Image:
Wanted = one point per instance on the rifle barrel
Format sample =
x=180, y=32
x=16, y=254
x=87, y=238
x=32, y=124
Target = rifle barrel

□ □ □

Exercise directions –
Bring together all lines in the records where the word "rifle" is found.

Expected answer –
Wanted = one point per instance on the rifle barrel
Target = rifle barrel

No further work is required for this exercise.